## GOAL
Select every line of the listing below that contains the word "white", treating case as significant, and copy those lines out.

(Image box annotation records)
** START **

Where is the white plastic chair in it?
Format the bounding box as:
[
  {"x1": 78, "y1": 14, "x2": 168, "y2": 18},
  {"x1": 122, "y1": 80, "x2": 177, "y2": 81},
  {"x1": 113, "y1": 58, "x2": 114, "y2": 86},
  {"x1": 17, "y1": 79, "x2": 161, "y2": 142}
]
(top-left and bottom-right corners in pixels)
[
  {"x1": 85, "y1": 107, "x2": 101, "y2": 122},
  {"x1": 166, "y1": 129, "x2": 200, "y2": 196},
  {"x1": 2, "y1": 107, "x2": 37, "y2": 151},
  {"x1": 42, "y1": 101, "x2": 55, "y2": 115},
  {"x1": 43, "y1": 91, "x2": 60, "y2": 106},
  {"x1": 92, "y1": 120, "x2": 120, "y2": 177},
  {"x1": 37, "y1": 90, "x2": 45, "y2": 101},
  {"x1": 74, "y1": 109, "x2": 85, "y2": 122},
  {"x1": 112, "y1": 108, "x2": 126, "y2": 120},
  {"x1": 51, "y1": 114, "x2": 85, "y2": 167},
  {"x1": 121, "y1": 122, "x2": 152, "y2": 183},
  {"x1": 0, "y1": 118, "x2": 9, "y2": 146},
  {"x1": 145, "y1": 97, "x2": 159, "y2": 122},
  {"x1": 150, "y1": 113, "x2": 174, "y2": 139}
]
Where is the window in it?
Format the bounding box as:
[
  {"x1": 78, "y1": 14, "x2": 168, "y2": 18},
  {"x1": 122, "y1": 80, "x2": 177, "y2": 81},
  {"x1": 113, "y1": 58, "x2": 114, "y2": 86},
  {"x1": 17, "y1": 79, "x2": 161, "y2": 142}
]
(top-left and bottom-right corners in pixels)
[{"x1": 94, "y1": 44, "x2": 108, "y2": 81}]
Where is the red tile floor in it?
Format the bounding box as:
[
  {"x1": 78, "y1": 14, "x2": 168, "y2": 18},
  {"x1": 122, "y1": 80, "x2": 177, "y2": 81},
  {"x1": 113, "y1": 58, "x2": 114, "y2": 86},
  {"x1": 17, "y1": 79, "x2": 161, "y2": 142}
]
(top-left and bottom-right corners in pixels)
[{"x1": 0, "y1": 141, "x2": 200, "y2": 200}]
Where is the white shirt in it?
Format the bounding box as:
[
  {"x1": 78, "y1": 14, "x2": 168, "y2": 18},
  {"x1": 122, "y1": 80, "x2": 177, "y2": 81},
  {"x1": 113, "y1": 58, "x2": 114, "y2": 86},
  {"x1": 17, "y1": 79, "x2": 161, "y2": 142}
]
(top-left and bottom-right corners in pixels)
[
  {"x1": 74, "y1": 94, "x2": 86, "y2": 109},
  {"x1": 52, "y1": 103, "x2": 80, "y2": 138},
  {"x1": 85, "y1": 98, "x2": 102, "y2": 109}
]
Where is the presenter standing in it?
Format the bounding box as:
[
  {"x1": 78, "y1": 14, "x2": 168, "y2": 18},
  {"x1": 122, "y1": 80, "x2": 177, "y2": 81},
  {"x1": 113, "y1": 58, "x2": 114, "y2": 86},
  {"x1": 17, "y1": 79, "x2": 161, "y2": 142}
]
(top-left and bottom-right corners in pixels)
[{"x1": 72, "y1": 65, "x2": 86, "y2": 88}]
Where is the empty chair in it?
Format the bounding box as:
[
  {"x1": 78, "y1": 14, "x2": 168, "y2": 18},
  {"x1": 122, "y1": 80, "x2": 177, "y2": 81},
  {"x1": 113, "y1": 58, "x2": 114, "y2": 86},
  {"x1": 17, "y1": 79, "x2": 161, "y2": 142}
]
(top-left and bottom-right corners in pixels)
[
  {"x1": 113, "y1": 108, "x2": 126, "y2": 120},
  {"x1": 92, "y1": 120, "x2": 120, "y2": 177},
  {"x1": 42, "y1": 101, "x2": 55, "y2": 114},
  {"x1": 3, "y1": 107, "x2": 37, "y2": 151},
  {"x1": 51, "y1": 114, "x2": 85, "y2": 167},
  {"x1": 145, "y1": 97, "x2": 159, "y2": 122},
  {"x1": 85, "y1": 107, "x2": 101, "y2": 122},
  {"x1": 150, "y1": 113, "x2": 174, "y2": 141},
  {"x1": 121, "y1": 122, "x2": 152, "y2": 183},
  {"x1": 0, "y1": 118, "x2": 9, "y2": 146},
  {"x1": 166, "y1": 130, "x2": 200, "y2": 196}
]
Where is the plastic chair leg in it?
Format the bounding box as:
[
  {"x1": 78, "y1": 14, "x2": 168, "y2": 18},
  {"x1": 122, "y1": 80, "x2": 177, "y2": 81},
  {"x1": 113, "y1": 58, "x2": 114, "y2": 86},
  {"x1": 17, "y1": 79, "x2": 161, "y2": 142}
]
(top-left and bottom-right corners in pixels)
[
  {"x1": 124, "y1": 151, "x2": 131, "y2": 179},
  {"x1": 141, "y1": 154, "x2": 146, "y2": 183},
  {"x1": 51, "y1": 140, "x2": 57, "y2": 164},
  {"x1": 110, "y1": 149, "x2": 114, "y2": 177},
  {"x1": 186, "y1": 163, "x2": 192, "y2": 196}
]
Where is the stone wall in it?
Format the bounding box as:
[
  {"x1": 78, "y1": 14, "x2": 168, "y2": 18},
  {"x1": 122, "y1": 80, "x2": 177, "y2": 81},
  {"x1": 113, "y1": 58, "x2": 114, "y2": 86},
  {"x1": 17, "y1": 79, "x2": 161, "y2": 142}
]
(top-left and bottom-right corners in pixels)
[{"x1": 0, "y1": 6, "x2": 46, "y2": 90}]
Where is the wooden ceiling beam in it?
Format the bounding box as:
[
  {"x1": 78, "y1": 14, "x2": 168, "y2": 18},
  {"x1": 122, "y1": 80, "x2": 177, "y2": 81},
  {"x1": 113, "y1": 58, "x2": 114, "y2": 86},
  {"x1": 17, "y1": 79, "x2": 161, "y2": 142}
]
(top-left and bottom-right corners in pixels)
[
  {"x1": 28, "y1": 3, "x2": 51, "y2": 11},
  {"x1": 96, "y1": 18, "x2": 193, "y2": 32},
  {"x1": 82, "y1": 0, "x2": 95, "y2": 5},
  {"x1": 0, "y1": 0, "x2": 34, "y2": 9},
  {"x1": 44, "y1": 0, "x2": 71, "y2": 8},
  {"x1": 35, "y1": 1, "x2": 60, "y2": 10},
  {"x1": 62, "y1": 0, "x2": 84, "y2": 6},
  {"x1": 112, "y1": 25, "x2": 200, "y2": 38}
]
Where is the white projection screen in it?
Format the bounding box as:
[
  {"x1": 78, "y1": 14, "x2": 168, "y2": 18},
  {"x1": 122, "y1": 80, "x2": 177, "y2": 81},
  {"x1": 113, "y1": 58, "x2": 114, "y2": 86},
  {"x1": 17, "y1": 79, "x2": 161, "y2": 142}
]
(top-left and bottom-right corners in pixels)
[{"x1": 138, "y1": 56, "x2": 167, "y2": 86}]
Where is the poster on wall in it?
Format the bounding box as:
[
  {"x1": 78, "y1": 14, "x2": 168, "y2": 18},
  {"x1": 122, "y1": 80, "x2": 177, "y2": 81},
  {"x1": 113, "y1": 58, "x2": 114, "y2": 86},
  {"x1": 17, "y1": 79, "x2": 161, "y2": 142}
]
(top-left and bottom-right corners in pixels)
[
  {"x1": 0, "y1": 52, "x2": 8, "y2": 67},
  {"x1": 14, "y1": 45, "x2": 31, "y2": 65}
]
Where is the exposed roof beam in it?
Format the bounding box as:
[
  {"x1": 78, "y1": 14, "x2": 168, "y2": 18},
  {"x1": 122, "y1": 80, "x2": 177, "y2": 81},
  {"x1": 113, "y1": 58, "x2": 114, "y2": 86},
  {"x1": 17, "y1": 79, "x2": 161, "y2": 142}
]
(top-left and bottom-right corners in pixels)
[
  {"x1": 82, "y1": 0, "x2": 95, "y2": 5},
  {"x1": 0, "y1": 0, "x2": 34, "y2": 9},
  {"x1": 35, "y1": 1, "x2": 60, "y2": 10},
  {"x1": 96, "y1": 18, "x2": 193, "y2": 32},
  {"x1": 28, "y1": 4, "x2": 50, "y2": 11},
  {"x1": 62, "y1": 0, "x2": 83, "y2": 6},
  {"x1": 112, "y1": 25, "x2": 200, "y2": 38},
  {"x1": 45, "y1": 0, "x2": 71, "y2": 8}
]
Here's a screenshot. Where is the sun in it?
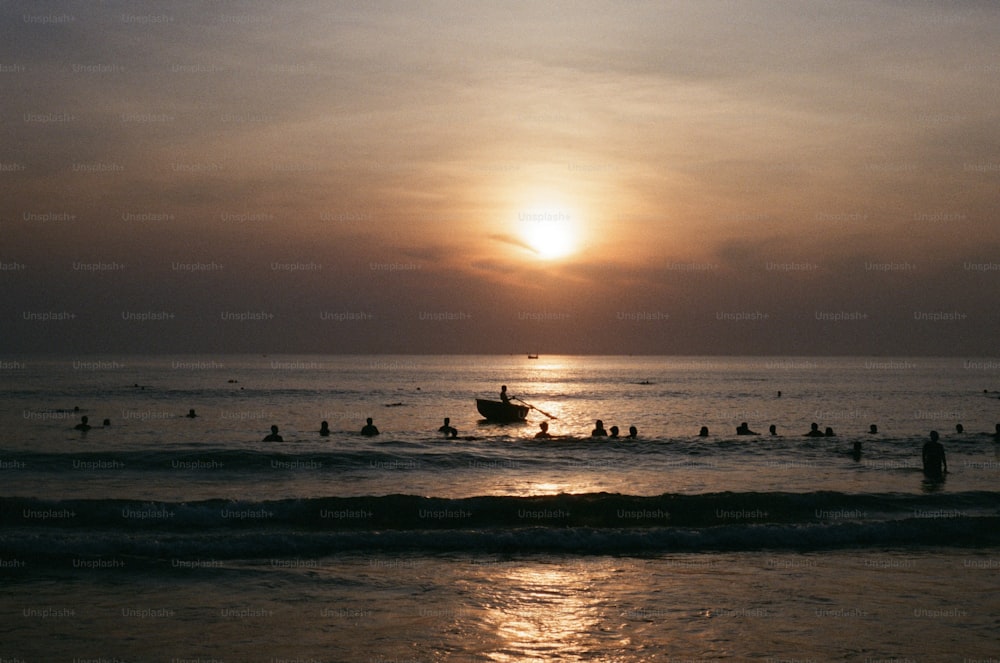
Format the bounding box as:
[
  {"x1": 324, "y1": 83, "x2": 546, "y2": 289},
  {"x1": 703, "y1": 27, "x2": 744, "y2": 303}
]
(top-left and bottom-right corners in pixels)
[{"x1": 518, "y1": 206, "x2": 579, "y2": 260}]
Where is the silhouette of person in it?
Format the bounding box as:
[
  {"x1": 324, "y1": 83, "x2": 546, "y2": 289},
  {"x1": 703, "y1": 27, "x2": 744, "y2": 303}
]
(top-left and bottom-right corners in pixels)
[
  {"x1": 438, "y1": 417, "x2": 458, "y2": 437},
  {"x1": 921, "y1": 430, "x2": 948, "y2": 479},
  {"x1": 361, "y1": 417, "x2": 378, "y2": 437}
]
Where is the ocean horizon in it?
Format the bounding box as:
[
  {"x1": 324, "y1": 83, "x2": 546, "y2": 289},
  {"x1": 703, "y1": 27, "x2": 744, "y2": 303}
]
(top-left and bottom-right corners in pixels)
[{"x1": 0, "y1": 354, "x2": 1000, "y2": 661}]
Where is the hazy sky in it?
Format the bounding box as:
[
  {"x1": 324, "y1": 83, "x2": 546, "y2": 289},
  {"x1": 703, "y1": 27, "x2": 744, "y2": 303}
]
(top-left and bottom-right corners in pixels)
[{"x1": 0, "y1": 0, "x2": 1000, "y2": 355}]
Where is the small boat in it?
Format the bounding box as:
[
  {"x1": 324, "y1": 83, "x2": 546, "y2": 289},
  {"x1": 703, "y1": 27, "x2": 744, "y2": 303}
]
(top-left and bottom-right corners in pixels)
[{"x1": 476, "y1": 398, "x2": 528, "y2": 423}]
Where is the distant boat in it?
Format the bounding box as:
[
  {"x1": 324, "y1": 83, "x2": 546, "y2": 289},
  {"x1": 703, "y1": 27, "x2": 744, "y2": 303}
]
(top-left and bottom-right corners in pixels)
[{"x1": 476, "y1": 398, "x2": 528, "y2": 423}]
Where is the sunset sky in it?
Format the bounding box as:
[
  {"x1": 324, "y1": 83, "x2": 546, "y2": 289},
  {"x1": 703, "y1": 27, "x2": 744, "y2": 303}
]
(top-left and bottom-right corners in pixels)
[{"x1": 0, "y1": 0, "x2": 1000, "y2": 355}]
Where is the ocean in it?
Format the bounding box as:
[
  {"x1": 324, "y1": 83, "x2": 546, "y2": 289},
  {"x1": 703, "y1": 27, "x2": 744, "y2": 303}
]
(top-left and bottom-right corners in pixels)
[{"x1": 0, "y1": 355, "x2": 1000, "y2": 663}]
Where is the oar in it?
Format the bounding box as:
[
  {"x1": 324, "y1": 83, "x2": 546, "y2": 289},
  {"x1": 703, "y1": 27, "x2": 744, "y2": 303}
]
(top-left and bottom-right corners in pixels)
[{"x1": 514, "y1": 396, "x2": 559, "y2": 421}]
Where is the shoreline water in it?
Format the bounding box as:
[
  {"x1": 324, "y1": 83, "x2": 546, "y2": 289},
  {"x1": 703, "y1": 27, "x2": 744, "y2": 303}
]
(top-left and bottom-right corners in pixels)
[{"x1": 0, "y1": 355, "x2": 1000, "y2": 661}]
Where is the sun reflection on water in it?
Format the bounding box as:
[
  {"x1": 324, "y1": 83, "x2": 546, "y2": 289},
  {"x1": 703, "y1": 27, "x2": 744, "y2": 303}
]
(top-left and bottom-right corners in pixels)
[{"x1": 484, "y1": 565, "x2": 628, "y2": 662}]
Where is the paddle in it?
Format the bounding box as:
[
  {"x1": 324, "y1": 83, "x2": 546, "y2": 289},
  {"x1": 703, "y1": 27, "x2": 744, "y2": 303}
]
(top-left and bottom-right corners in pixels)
[{"x1": 513, "y1": 396, "x2": 559, "y2": 421}]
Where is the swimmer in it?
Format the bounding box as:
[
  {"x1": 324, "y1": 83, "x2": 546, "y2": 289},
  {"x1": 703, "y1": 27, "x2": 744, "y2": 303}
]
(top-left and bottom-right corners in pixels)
[{"x1": 361, "y1": 417, "x2": 379, "y2": 437}]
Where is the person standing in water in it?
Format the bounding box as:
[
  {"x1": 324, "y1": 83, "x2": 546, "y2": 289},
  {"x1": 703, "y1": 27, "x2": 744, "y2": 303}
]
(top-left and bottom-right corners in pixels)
[
  {"x1": 438, "y1": 417, "x2": 458, "y2": 437},
  {"x1": 921, "y1": 430, "x2": 948, "y2": 479},
  {"x1": 535, "y1": 421, "x2": 552, "y2": 440},
  {"x1": 361, "y1": 417, "x2": 379, "y2": 437}
]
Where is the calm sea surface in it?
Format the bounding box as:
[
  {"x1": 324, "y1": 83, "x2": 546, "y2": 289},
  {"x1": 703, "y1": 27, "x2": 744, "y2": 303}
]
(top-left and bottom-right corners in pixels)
[{"x1": 0, "y1": 356, "x2": 1000, "y2": 663}]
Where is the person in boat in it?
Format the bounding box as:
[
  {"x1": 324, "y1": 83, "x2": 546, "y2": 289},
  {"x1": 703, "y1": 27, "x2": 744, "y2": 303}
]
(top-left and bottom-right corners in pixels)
[
  {"x1": 920, "y1": 430, "x2": 948, "y2": 479},
  {"x1": 438, "y1": 417, "x2": 458, "y2": 437},
  {"x1": 805, "y1": 421, "x2": 823, "y2": 437},
  {"x1": 361, "y1": 417, "x2": 379, "y2": 437}
]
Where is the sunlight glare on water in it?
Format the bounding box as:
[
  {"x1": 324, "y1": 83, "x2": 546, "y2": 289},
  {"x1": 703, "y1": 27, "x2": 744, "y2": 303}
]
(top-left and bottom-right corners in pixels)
[{"x1": 485, "y1": 564, "x2": 627, "y2": 662}]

** END **

## SOLVED EXERCISE
Where is the white plastic chair in it?
Where is the white shirt in it?
Where is the white projection screen in it?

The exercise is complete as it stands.